■ **GIVEN INSTRUCTION**:
Collect every line of the records below that contains the word "light". Case counts.

■ **Records in a dataset**:
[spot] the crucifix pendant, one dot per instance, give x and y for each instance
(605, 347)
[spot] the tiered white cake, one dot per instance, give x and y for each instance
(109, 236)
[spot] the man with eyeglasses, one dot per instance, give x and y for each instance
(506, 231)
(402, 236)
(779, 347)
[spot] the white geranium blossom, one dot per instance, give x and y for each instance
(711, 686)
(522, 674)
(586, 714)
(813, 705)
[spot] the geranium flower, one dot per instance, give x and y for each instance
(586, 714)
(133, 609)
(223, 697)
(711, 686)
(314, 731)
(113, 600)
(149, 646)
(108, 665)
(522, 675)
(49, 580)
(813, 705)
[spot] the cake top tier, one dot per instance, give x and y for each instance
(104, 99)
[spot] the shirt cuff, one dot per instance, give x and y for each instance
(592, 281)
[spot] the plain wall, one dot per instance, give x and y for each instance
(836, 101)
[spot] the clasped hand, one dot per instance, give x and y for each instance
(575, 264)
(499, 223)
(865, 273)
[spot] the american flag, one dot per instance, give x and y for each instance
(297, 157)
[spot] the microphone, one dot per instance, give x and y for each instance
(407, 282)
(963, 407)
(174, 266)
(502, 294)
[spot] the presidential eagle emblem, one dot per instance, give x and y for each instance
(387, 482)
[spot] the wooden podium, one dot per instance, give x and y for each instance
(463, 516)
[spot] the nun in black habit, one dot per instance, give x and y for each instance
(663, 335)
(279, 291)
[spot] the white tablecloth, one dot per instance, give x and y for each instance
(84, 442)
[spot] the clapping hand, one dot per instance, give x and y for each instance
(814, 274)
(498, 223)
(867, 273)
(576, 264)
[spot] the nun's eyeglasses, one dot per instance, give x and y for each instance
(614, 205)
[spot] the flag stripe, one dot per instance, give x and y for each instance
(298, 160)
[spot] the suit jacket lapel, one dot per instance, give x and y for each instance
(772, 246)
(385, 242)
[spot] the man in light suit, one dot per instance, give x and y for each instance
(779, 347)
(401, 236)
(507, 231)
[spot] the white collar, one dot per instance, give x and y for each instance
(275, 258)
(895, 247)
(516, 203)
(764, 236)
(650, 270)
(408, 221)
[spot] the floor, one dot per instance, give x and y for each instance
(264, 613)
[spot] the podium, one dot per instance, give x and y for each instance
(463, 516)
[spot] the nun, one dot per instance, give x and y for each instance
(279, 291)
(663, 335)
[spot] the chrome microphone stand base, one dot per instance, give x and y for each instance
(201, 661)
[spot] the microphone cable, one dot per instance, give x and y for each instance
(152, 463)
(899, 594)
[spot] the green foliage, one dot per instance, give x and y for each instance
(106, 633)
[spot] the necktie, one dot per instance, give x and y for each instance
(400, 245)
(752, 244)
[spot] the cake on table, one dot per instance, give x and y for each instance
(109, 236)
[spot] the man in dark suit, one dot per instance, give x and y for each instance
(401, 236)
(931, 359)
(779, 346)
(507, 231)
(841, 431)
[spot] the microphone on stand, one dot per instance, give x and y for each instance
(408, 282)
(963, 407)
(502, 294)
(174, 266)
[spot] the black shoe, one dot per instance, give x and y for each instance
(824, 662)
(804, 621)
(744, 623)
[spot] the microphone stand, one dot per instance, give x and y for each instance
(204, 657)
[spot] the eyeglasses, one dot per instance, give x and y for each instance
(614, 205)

--

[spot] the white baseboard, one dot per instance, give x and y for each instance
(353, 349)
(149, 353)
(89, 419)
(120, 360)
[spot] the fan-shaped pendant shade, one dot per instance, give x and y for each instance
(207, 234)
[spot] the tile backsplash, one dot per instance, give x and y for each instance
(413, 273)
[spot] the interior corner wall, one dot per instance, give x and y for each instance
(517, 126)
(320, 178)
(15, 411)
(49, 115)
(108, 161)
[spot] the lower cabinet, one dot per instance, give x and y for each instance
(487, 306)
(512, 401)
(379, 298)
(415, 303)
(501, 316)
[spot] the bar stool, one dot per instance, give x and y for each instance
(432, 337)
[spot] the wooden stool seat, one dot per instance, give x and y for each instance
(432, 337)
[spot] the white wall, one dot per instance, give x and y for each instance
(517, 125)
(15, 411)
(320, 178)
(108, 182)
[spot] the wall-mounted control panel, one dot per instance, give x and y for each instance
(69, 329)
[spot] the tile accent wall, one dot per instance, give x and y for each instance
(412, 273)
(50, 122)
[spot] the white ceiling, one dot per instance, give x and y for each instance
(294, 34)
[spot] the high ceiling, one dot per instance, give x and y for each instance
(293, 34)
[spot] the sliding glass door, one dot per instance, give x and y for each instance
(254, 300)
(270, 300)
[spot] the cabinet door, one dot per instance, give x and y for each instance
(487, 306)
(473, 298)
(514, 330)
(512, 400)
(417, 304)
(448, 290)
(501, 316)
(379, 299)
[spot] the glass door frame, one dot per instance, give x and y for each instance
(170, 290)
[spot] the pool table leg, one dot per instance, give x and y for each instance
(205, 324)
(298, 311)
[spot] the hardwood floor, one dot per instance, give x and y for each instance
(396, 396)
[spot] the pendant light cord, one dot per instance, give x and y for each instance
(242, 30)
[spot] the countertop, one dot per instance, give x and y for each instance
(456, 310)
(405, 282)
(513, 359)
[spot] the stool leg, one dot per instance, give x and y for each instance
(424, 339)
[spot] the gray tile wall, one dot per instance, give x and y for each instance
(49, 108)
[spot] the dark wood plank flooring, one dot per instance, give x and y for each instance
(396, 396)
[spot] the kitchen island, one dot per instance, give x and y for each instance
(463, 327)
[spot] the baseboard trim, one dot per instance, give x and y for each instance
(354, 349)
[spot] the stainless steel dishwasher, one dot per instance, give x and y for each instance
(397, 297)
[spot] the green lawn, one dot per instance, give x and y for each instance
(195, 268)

■ **ANSWER TO THIS TASK**:
[spot] the man in light suit, one dot per instance, give x and y for each instance
[spot] the pendant light cord, one dot per instance, give x and y for each instance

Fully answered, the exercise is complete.